Rewrite the listing from the line containing "Task: point to every instance of the railway" through the end of the listing, inclusive, leaving out the pictures. Scale each point coordinate in the answers by 2.4 and round to the nearest whole number, with halves rounding up, while the requests and their format samples stay unchanged.

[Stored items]
▬▬▬

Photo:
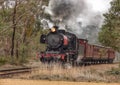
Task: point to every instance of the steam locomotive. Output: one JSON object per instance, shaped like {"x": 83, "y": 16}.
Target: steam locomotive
{"x": 65, "y": 47}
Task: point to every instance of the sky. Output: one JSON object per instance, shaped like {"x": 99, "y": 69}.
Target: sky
{"x": 100, "y": 5}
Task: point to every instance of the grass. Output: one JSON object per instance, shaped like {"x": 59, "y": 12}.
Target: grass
{"x": 57, "y": 72}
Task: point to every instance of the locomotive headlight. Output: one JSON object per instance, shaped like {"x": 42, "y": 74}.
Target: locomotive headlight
{"x": 53, "y": 30}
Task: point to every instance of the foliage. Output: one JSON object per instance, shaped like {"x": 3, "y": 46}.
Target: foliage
{"x": 24, "y": 16}
{"x": 110, "y": 32}
{"x": 3, "y": 60}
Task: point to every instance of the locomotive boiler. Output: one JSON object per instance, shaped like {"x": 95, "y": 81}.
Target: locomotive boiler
{"x": 67, "y": 48}
{"x": 61, "y": 46}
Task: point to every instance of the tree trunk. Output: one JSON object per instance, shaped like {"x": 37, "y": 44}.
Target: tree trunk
{"x": 14, "y": 29}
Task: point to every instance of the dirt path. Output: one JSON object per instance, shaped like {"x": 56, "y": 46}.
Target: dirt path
{"x": 40, "y": 82}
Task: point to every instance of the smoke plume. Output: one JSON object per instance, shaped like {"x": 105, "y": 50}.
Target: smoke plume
{"x": 77, "y": 16}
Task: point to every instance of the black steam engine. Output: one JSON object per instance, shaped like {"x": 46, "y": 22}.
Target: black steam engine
{"x": 61, "y": 46}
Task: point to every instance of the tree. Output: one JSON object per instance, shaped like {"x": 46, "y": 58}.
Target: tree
{"x": 18, "y": 23}
{"x": 110, "y": 32}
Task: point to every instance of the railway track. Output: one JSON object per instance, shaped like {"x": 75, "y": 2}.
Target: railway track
{"x": 10, "y": 72}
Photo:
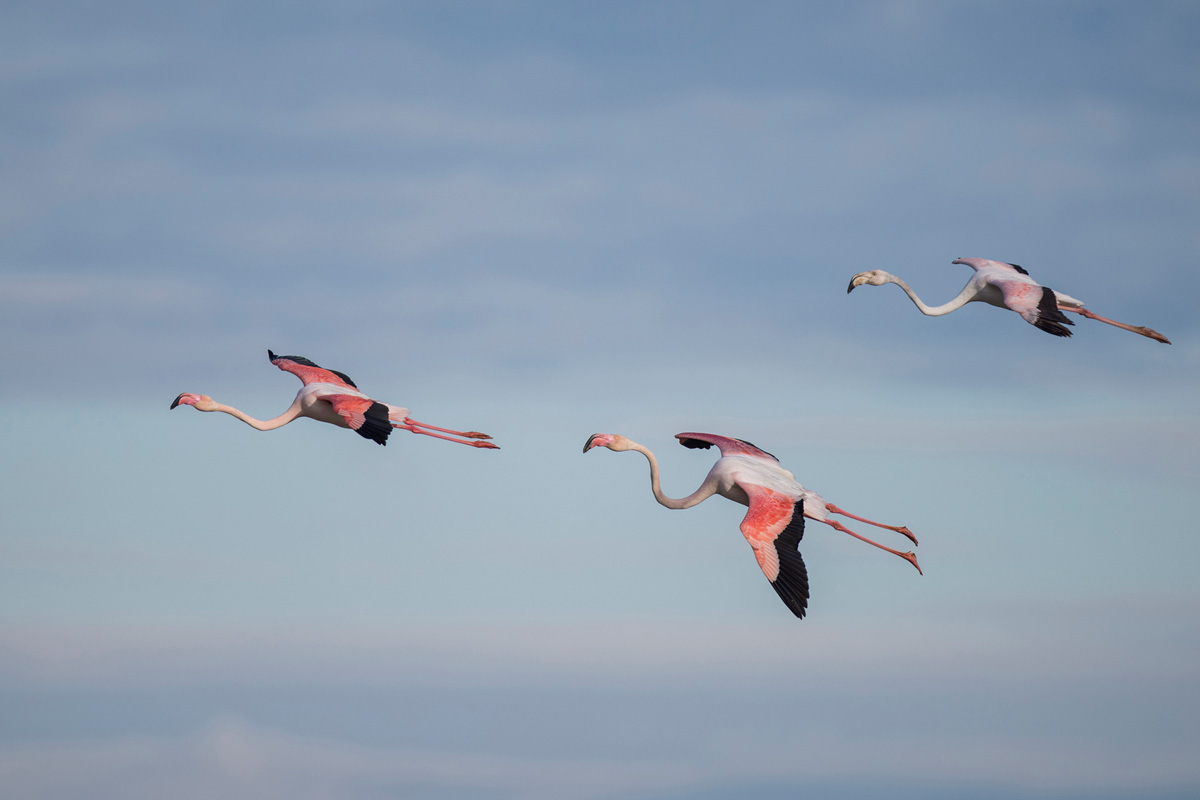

▬▬▬

**Final result:**
Task: point to every instance of the railway track. Output: one JSON object per instance, shaped like {"x": 75, "y": 2}.
Target: railway track
{"x": 24, "y": 173}
Photo:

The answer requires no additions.